Passage given:
Fewer experiments running longer than two months.

With clearer statistical guidance, users can reach significance more quickly and confidently conclude tests.

50%+

Churned ARR (Annual Recurring Revenue) pain points directly addressed for SMBs.

Targeted solutions now make experimentation faster, easier, and more accessible for this segment.

Context

Customers face the frustration of campaign concepts getting stuck in complicated setup, test failures, and slow feedback loops

Optimizely’s Web Experimentation (WebEx) is a platform that helps businesses compare different versions of their digital experiences in order to figure out what resonates most with their customers and improve key performance metrics.

The Problem

A/B testing platforms like Optimizely’s Web Experimentation (WebEx) can be a powerful but confusing tool to use for newcomers

Small-medium businesses who use Web Experimentation struggle to launch successful tests and leave the platform for other solutions that fit their experimentation needs or abandon experimentation efforts altogether.

Meanwhile, Web Experimentation customers can pay more to get dedicated support during onboarding, but for those who don’t purchase this service, Optimizely’s Customer Success team can intervene as a last resort to re-engage struggling users, creating additional workload and delays.

Current Interface

Experiment Landing Page

No guided onboarding or in-product support to help set up first experiment

Visual Editor Interface

Inconsistent & unclear terminology with little to no built-in explanations or tooltips

Support Help Center

Heavy reliance on external documentation

Variant Preview

Lack of consistent, visibility of system status

 Research

The main insight I discovered:

Participants lack confidence in setting up and launching A/B experiments on Optimizely because they have insufficient guidance and feedback to validate their choices. This uncertainty undermines trust in both their results and the platform itself.

Recorded data:
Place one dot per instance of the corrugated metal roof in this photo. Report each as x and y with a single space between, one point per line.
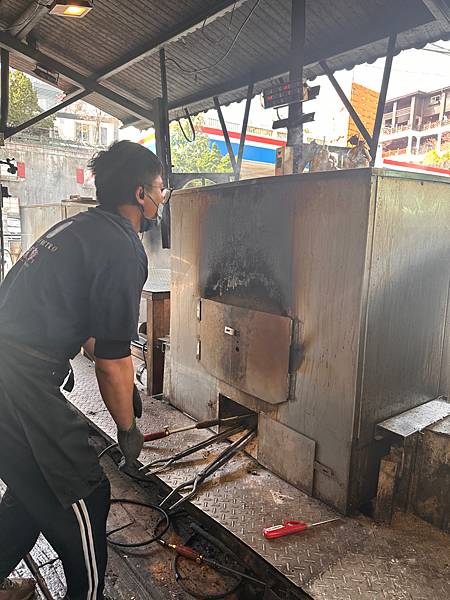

Requests:
• A. Reproduce word for word the part of the Web Experimentation case study that opens with the words containing "Customers face the" and closes with "experimentation efforts altogether.".
• B. Carry on the Web Experimentation case study from its final sentence.

Responses to the tasks:
• A.
Customers face the frustration of campaign concepts getting stuck in complicated setup, test failures, and slow feedback loops

Optimizely’s Web Experimentation (WebEx) is a platform that helps businesses compare different versions of their digital experiences in order to figure out what resonates most with their customers and improve key performance metrics.

The Problem

A/B testing platforms like Optimizely’s Web Experimentation (WebEx) can be a powerful but confusing tool to use for newcomers

Small-medium businesses who use Web Experimentation struggle to launch successful tests and leave the platform for other solutions that fit their experimentation needs or abandon experimentation efforts altogether.

• B.
To understand What the early experiences of self-serve users on the Web Experimentation platform are and what was going wrong we:

➜ Conducted desk research, consisting of competitive analysis and a heuristic evaluation of the platform.

➜ Spoke with 5 Subject Matter Experts (Optimizely employees)

➜ Ran 6 contextual usability studies with professionals who have A/B testing experience but have not used Optimizely WebEx

Key Findings:

Many customers quit because of issues using the platform, due to lack of help, hidden steps, and roadblocks within the test-setup process. Our findings revealed the need to fully transform the setup process to improve the customer experience.

➜ Click for the final Research Report

Design Challenge

How might we create an experience that guides users to launch their first test, use that initial success to build confidence, and reveal the compounding value of experimentation — all while teaching best test practices?

Mapping the Experiment Set-Up Journey

All of those methods and sessions helped us put together a Journey Map to break down the complexity of setting up an experiment task flow

It helped us capture user emotions along the way and highlight where people got stuck, allowing us to prioritize pain points and uncover key opportunities for improvement.

  • We split the Web Experimentation journey into 4 phases including account creation, create a new project, set up experiment being the bulk of the journey, and ending with see results.

Design Ideation

Exploring 2 different layouts to reduce complexity and embed help and guidance exactly where needed

We started ideation, rapidly brainstorming around 8+ high-level concepts that addressed our how might we statements. Not all of our ideas at this stage involved AI, but we definitely kept AI and Opal at the forefront of our minds during this process knowing that Opal is a huge priority for the future of Optimizely.

Once we were done brainstorming ideas individually, we came together and created themes by affinitizing similar ideas, and we down selected to two ideas that we found to be the most promising:

concept 1

Word Clouding

Users describe tests in their own words ➜ AI generates setup + highlights input mapping. 

concept 2

Node Layout

Simplify setup by visualizing all components in one place, modeled as directed graphs of nodes.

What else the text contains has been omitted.